• PROVIDED PASSAGE
#####
The following diagram should make it geometrically clear that, at least in Euclidean space, the solution is intimately related to orthogonality and the Pythagorean theorem:
\begin{center}
\includegraphics[width=0.5\linewidth]{orthogonal-projection}
\end{center}
Here $\y$ is an arbitrary element of the subspace $S$, and $\y^*$ is the point in $S$ such that $\x-\y^*$ is perpendicular to $S$.
The hypotenuse of a right triangle (in this case $\|\x-\y\|$) is always longer than either of the legs (in this case $\|\x-\y^*\|$ and $\|\y^*-\y\|$), and when $\y \neq \y^*$ there always exists such a triangle between $\x$, $\y$, and $\y^*$.
#####
• AVAILABLE RECORDS

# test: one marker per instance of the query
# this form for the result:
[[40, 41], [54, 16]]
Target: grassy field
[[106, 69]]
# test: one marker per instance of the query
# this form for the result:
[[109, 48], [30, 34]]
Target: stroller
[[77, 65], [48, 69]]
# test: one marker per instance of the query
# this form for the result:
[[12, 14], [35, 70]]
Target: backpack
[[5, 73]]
#####
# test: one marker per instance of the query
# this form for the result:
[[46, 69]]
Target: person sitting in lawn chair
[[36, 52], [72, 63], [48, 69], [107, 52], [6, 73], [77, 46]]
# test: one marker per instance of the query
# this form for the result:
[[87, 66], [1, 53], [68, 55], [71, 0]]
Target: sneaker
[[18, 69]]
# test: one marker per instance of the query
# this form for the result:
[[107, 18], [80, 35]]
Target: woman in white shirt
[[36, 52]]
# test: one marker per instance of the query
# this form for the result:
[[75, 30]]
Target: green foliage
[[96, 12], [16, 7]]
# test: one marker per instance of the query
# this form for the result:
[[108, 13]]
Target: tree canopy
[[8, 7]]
#####
• LIST OF TASKS
1. Write out the passage on orthogonal projection from "The hypotenuse of" up to and including "between $\x$, $\y$, and $\y^*$.".
2. Find each line in the records that contains the string "Target" and copy those lines.
The passage and the records are unrelated and should be treated as separate material.

• EXERCISE RESPONSES
1.
The hypotenuse of a right triangle (in this case $\|\x-\y\|$) is always longer than either of the legs (in this case $\|\x-\y^*\|$ and $\|\y^*-\y\|$), and when $\y \neq \y^*$ there always exists such a triangle between $\x$, $\y$, and $\y^*$.

2.
Target: grassy field
Target: stroller
Target: backpack
Target: person sitting in lawn chair
Target: sneaker
Target: woman in white shirt
Target: green foliage
Target: tree canopy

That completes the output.